Given passage
A statement after a cabinet meeting on Sunday, at which the release was agreed, said the move came to "demonstrate that the release of prisoners can be achieved through talks and not through violence and the kidnapping of soldiers". Israel has been criticised for only releasing prisoners when forced to, specifically to such groups as Hizbollah that have managed to capture Israeli soldiers. Last month, Israel released five Lebanese prisoners and nearly 200 bodies to Hizbollah in return for the bodies of two Israeli soldiers captured at the outset of the Lebanon war in 2006.

It is, according to Ghassan Khatib, a former Palestinian Authority minister of planning, a "behaviour that encourages extremism and discourages Palestinian moderates". The mooted release to the Palestinian Authority, scheduled for Monday, before the month of Ramadan, is unlikely to dispel such criticism. Although two prisoners on the list are serving life sentences, most, according to a report in an Israeli newspaper yesterday, are being held for relatively minor offences, mostly criminal charges, and were due to be released in a couple of months anyway.

As such, the stated purpose for the release, to boost Mr Abbas, is likely to backfire, Mr Khatib said. "This is something the president has been asking for and has been promised. If it ends up being a release of people who are going to be released anyway, it will simply embarrass Abu Mazen [Mr Abbas]," Mr Khatib said. "I think it will be received in a negative way." Mr Abbas's office welcomed the release, but said in a statement that "it was a step in the right direction" even if it had hoped to see more freed.

Israel holds about 10,000 Palestinians in its jails, and the issue is an emotive one for Palestinians, who see most of those prisoners, not including those held for petty crimes, as political detainees. Indeed, so prevalent is the experience of arrest among generations of Palestinians that in the first intifada, Israeli prisons were popularly known as Palestinian universities because it was there that young Palestinians educated themselves.

In Israel, meanwhile, there were also several notable objections to the release. Shaul Mofaz, a Kadima leadership contender who is also the transportation minister, voted against the release, and said: "I do not believe in hopeless gestures made for diplomacy alone ? A gesture alone, without exchange, is a step of weakness." Avi Dichter, the minister for public security, also opposed the release because two of the prisoners on the list had "blood on their hands", the Israeli terminology for Palestinians charged with killing Israelis.

Work to do
Reproduce the part of the article on Israel's prisoner release starting with "It is, according" and going on through "of months anyway.". The records play no part in what follows.

Stored records
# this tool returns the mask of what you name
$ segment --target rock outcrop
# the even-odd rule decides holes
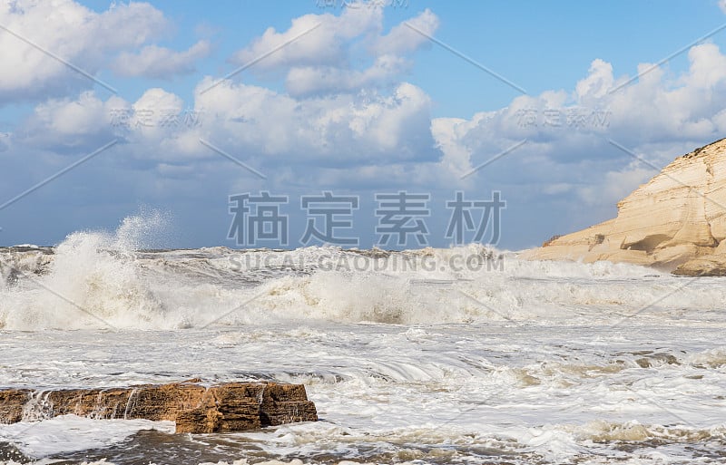
[[[618,203],[617,218],[520,257],[608,260],[684,276],[726,275],[726,139],[676,159]]]
[[[176,422],[176,432],[254,430],[316,421],[305,386],[277,383],[191,383],[130,388],[0,391],[0,422],[39,421],[75,414],[94,419],[145,419]]]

Finished task
It is, according to Ghassan Khatib, a former Palestinian Authority minister of planning, a "behaviour that encourages extremism and discourages Palestinian moderates". The mooted release to the Palestinian Authority, scheduled for Monday, before the month of Ramadan, is unlikely to dispel such criticism. Although two prisoners on the list are serving life sentences, most, according to a report in an Israeli newspaper yesterday, are being held for relatively minor offences, mostly criminal charges, and were due to be released in a couple of months anyway.